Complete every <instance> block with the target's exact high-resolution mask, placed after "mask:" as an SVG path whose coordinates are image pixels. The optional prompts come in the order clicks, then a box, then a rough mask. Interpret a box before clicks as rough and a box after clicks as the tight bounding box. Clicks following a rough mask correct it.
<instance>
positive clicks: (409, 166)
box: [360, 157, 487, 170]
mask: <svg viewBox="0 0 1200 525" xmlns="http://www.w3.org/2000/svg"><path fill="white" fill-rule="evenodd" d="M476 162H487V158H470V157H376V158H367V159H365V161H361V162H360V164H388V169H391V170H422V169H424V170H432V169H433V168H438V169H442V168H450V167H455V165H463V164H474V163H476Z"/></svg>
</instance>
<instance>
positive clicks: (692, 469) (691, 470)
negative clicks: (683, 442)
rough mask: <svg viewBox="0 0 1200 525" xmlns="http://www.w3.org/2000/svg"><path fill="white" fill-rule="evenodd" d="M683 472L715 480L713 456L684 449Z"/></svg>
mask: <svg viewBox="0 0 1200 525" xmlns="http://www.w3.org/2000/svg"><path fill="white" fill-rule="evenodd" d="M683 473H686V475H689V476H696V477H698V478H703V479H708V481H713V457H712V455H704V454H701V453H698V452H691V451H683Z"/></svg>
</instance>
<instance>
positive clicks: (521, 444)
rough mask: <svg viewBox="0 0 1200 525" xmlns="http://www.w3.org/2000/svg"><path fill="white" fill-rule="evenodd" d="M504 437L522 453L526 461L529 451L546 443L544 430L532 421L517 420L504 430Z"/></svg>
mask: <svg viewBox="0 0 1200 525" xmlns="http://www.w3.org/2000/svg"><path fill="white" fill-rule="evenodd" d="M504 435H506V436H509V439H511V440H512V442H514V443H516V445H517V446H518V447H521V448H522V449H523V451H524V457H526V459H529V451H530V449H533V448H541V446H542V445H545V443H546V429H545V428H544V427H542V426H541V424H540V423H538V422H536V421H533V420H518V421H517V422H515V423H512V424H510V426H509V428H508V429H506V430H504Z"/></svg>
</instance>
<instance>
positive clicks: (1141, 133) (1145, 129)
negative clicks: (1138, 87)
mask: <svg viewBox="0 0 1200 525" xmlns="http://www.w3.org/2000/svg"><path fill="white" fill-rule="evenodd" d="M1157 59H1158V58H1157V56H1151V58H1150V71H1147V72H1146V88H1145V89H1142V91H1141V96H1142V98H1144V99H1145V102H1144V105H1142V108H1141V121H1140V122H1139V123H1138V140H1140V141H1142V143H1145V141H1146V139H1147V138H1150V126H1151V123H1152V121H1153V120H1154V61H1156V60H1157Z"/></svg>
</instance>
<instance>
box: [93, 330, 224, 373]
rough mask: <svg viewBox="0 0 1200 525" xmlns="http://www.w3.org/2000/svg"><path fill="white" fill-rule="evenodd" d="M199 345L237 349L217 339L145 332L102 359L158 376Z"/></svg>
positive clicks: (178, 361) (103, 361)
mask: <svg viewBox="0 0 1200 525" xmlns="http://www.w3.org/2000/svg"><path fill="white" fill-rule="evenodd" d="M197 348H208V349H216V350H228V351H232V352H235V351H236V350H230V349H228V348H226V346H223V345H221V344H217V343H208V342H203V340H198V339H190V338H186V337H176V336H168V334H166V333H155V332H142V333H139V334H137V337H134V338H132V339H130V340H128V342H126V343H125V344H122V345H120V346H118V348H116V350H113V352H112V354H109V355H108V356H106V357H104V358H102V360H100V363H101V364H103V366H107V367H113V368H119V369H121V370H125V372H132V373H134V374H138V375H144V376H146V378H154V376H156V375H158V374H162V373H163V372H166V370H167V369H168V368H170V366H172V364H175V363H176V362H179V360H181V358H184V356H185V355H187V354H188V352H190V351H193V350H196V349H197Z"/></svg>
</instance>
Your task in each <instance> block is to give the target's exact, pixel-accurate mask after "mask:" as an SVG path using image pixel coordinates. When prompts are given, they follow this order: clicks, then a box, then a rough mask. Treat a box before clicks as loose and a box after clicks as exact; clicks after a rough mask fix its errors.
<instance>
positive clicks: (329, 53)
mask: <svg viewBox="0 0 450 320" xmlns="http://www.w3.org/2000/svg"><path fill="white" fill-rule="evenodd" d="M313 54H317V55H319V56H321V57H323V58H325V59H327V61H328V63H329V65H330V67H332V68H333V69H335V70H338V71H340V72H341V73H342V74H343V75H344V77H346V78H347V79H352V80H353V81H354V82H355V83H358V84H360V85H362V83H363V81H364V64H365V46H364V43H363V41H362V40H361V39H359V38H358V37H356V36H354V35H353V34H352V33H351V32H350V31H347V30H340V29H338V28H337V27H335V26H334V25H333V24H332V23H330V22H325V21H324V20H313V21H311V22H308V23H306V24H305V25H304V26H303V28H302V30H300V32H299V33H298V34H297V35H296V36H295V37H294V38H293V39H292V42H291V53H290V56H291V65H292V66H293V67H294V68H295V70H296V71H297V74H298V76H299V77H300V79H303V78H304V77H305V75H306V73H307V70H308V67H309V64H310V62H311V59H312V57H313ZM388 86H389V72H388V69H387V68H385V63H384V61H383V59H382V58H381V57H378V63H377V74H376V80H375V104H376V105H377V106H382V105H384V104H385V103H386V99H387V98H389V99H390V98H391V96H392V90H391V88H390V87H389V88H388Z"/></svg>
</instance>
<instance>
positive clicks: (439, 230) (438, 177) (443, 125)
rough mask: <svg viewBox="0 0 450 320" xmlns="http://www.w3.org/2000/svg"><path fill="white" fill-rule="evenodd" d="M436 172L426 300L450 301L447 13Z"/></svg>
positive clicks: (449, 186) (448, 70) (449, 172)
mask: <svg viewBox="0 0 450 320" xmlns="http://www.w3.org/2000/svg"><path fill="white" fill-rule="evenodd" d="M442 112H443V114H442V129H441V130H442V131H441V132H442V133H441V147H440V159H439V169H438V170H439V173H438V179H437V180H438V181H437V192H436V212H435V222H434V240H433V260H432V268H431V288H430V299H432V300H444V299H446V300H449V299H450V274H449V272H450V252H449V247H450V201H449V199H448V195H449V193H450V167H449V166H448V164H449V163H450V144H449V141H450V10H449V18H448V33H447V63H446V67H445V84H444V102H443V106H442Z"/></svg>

###

▶ _Task to complete_
Reproduce all of the items above verbatim, keeping every line and character unchanged.

▶ _Reply_
Complete every <instance> block with the target's exact high-resolution mask, placed after "mask:" as an SVG path whose coordinates are image pixels. The optional prompts come in the order clicks, then a box, then a rough mask. Interpret a box before clicks as rough and a box after clicks as the tight bounding box. Clicks following a rough mask correct it.
<instance>
positive clicks: (409, 166)
box: [360, 157, 487, 170]
mask: <svg viewBox="0 0 1200 525" xmlns="http://www.w3.org/2000/svg"><path fill="white" fill-rule="evenodd" d="M476 162H487V158H470V157H376V158H367V159H365V161H361V162H360V164H388V169H391V170H422V169H424V170H432V169H433V168H438V169H442V168H450V167H455V165H463V164H474V163H476Z"/></svg>
</instance>
<instance>
positive clicks: (692, 469) (691, 470)
negative clicks: (683, 442)
rough mask: <svg viewBox="0 0 1200 525" xmlns="http://www.w3.org/2000/svg"><path fill="white" fill-rule="evenodd" d="M683 472L715 480L713 456L684 449Z"/></svg>
mask: <svg viewBox="0 0 1200 525" xmlns="http://www.w3.org/2000/svg"><path fill="white" fill-rule="evenodd" d="M683 473H686V475H689V476H696V477H698V478H703V479H708V481H713V457H712V455H704V454H701V453H698V452H691V451H683Z"/></svg>
</instance>
<instance>
positive clicks: (521, 444)
rough mask: <svg viewBox="0 0 1200 525" xmlns="http://www.w3.org/2000/svg"><path fill="white" fill-rule="evenodd" d="M504 437L522 453L526 461L529 451L546 443L544 430L532 421L517 420L504 430Z"/></svg>
mask: <svg viewBox="0 0 1200 525" xmlns="http://www.w3.org/2000/svg"><path fill="white" fill-rule="evenodd" d="M504 435H506V436H509V439H511V440H512V442H514V443H516V445H517V446H518V447H521V448H522V449H523V451H524V457H526V459H529V451H530V449H533V448H541V446H542V445H545V443H546V429H545V428H544V427H542V426H541V424H540V423H538V422H536V421H533V420H518V421H517V422H515V423H512V424H510V426H509V428H508V429H506V430H504Z"/></svg>
</instance>
<instance>
positive clicks: (1141, 133) (1145, 129)
negative clicks: (1138, 87)
mask: <svg viewBox="0 0 1200 525" xmlns="http://www.w3.org/2000/svg"><path fill="white" fill-rule="evenodd" d="M1157 59H1158V58H1157V56H1151V58H1150V71H1147V72H1146V88H1145V89H1142V91H1141V96H1142V98H1144V99H1145V102H1144V105H1142V108H1141V121H1140V122H1139V123H1138V140H1140V141H1142V143H1145V141H1146V139H1147V138H1150V126H1151V123H1152V121H1153V120H1154V61H1156V60H1157Z"/></svg>
</instance>
<instance>
box: [93, 330, 224, 373]
rough mask: <svg viewBox="0 0 1200 525" xmlns="http://www.w3.org/2000/svg"><path fill="white" fill-rule="evenodd" d="M199 345L237 349L217 339L145 332L102 359L158 376Z"/></svg>
positive clicks: (178, 361) (103, 361)
mask: <svg viewBox="0 0 1200 525" xmlns="http://www.w3.org/2000/svg"><path fill="white" fill-rule="evenodd" d="M197 348H208V349H216V350H228V351H232V352H235V351H236V350H230V349H228V348H226V346H223V345H221V344H217V343H208V342H203V340H198V339H190V338H186V337H176V336H168V334H166V333H155V332H142V333H139V334H137V337H134V338H132V339H130V340H128V342H126V343H125V344H122V345H120V346H118V348H116V350H113V352H112V354H109V355H108V356H106V357H104V358H102V360H100V363H101V364H103V366H107V367H113V368H119V369H121V370H125V372H132V373H134V374H138V375H144V376H146V378H154V376H156V375H158V374H162V373H163V372H166V370H167V369H168V368H170V366H172V364H175V363H176V362H179V360H181V358H184V356H185V355H187V354H188V352H190V351H193V350H196V349H197Z"/></svg>
</instance>
Your task in each <instance> block is to give the target's exact, pixel-accurate mask after "mask:" as an SVG path using image pixel coordinates. When prompts are given, they follow this order: clicks, then a box, then a rough mask. Treat a box before clicks as loose and a box after clicks as exact; clicks after a rough mask fix its errors.
<instance>
positive clicks: (329, 53)
mask: <svg viewBox="0 0 450 320" xmlns="http://www.w3.org/2000/svg"><path fill="white" fill-rule="evenodd" d="M313 54H317V55H319V56H321V57H323V58H325V59H327V61H328V63H329V65H330V67H332V68H333V69H335V70H338V71H340V72H341V73H342V74H343V75H344V77H346V78H347V79H352V80H353V81H354V82H355V83H358V84H360V85H362V83H363V81H364V64H365V46H364V43H363V41H362V40H361V39H359V38H358V37H356V36H354V35H353V34H352V33H351V32H350V31H347V30H340V29H338V28H337V27H335V26H334V25H333V24H332V23H330V22H325V21H324V20H313V21H311V22H308V23H306V24H305V25H304V26H303V28H302V30H300V32H299V33H298V34H297V35H296V36H295V37H294V38H293V39H292V42H291V53H290V56H291V65H292V66H293V67H294V68H295V70H296V71H297V74H298V76H299V77H300V79H303V78H304V77H305V75H306V73H307V70H308V67H309V64H310V62H311V59H312V57H313ZM388 86H389V72H388V69H387V68H385V63H384V61H383V59H382V58H381V57H378V63H377V74H376V80H375V104H376V105H377V106H382V105H384V104H385V103H386V99H387V98H389V99H390V98H391V96H392V90H391V88H390V87H389V88H388Z"/></svg>
</instance>
<instance>
positive clicks: (439, 230) (438, 177) (443, 125)
rough mask: <svg viewBox="0 0 450 320" xmlns="http://www.w3.org/2000/svg"><path fill="white" fill-rule="evenodd" d="M436 172L426 300L450 301L447 13Z"/></svg>
positive clicks: (449, 186) (448, 70) (449, 172)
mask: <svg viewBox="0 0 450 320" xmlns="http://www.w3.org/2000/svg"><path fill="white" fill-rule="evenodd" d="M442 112H443V114H442V129H441V130H442V131H441V132H442V133H441V147H440V159H439V169H438V170H439V173H438V179H437V180H438V181H437V192H436V212H435V222H434V240H433V260H432V268H431V288H430V299H432V300H444V299H446V300H449V299H450V274H449V272H450V252H449V247H450V201H449V199H448V195H449V193H450V167H449V166H448V164H449V163H450V144H449V141H450V10H449V18H448V33H447V63H446V67H445V84H444V102H443V106H442Z"/></svg>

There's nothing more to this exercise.